Extract:
**********

# Charles Hodge on 1 Jn 2:2



## Flynn (Feb 21, 2006)

G'day all,

Now, if we were to focus on C Hodge here, we will find some interesting things just waiting to be discovered. The last paragraph is the key, but Ive quoted the context for context's sake. 

In answer to this question, it may be remarked in the first place that Augustinians do not deny that Christ died for all men. What they deny is that he died equally, and with the same design, for all men. He died for all, that He might arrest the immediate execution of the penalty of the law upon the whole of our apostate race; that He might secure for men the innumnerable blessings attending their state on earth, which, in one important sense, is a state of probation; and that He might lay the foundation for the offer of pardon and reconciliation with God, on condition of faith and repentance.

**********

Given data:
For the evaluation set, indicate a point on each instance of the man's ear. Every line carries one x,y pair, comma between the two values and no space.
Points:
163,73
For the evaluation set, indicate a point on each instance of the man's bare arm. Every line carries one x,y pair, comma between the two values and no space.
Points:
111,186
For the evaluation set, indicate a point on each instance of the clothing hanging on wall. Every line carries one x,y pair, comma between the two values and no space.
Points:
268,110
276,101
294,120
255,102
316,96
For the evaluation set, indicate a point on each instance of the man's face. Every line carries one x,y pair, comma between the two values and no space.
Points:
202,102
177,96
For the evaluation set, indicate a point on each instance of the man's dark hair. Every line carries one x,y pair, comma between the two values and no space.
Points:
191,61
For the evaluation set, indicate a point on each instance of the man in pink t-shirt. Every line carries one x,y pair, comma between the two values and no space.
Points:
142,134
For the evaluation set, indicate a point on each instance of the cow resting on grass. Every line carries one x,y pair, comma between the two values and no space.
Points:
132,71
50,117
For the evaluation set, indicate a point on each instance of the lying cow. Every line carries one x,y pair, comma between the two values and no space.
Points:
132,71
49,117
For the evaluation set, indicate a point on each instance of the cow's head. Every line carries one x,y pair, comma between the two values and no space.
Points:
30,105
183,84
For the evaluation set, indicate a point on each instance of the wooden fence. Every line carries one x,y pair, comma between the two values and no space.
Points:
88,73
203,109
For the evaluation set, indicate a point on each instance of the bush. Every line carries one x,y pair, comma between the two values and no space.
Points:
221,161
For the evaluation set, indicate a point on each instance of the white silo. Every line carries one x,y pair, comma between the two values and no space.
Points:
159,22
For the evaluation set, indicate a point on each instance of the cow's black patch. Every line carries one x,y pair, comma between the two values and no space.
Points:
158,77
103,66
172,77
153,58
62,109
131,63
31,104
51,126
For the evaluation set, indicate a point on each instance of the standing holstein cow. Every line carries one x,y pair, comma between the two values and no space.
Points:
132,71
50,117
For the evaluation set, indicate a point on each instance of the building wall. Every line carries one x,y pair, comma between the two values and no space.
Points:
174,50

**********

Requirement: Could you reproduce, word for word, the part of the Charles Hodge thread between "# Charles Hodge" and "for context's sake.", inclusive?

The output:
# Charles Hodge on 1 Jn 2:2



## Flynn (Feb 21, 2006)

G'day all,

Now, if we were to focus on C Hodge here, we will find some interesting things just waiting to be discovered. The last paragraph is the key, but Ive quoted the context for context's sake.